● What you should do
Write out every record below exactly as it appears.

Records from a collection:
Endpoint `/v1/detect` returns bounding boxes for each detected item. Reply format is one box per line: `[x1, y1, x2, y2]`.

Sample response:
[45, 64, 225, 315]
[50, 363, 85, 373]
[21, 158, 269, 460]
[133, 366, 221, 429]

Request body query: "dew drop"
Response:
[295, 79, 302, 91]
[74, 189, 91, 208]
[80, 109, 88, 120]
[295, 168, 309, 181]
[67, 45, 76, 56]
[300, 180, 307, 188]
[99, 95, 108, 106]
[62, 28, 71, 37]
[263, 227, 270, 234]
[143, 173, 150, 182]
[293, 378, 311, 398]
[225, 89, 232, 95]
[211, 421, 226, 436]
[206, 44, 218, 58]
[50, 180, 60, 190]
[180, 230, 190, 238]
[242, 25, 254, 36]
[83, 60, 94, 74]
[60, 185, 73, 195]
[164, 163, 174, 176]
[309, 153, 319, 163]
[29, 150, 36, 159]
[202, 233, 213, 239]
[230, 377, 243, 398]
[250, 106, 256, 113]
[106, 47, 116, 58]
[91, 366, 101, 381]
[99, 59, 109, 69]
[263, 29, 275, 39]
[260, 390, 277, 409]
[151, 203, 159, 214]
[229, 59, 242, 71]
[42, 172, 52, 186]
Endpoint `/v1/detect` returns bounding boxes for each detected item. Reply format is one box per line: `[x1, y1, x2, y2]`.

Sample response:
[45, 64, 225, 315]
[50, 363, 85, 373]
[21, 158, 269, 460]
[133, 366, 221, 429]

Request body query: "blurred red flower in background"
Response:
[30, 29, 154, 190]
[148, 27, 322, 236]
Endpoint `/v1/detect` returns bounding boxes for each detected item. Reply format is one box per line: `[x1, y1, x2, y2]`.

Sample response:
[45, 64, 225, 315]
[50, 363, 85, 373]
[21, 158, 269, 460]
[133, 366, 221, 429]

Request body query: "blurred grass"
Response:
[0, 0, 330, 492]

● Solution to this exercise
Endpoint `/v1/detect` returns bounding boxes for each detected item. Reply format is one box per line: `[x1, y1, x2, y2]`.

Sample response:
[45, 64, 225, 315]
[50, 363, 85, 373]
[21, 158, 269, 460]
[133, 366, 221, 429]

Request body query: "dew drop"
Response:
[295, 79, 302, 91]
[74, 189, 91, 208]
[80, 109, 88, 120]
[295, 168, 309, 181]
[67, 45, 76, 56]
[300, 180, 307, 188]
[99, 95, 108, 106]
[62, 28, 71, 37]
[263, 227, 270, 234]
[143, 173, 150, 182]
[293, 378, 311, 398]
[225, 89, 232, 95]
[211, 421, 226, 436]
[206, 44, 218, 58]
[50, 180, 60, 190]
[180, 230, 190, 238]
[242, 25, 254, 36]
[83, 60, 94, 74]
[60, 185, 73, 195]
[164, 163, 174, 176]
[309, 153, 319, 163]
[29, 150, 36, 159]
[202, 233, 213, 239]
[230, 377, 243, 398]
[250, 106, 256, 113]
[106, 47, 116, 58]
[91, 366, 101, 381]
[99, 59, 109, 69]
[263, 29, 275, 39]
[260, 390, 277, 409]
[151, 203, 159, 214]
[229, 59, 242, 71]
[42, 172, 52, 186]
Endpoint `/v1/detect` returns bounding boxes for each detected item. Reply format is one box per line: `[x1, y1, x2, y2]`.

Sample response:
[45, 64, 225, 315]
[50, 363, 85, 373]
[21, 158, 269, 460]
[133, 366, 221, 429]

Request body query: "blurred red flower in background"
Response:
[30, 29, 154, 190]
[148, 27, 322, 236]
Endpoint `/v1/detect` returns bounding boxes for each detected item. Reply format is one box per line: `[x1, y1, x2, y2]`.

Sample response:
[45, 64, 225, 315]
[50, 363, 85, 373]
[21, 158, 269, 460]
[133, 366, 221, 429]

Request body query: "blurred grass"
Response:
[0, 0, 330, 492]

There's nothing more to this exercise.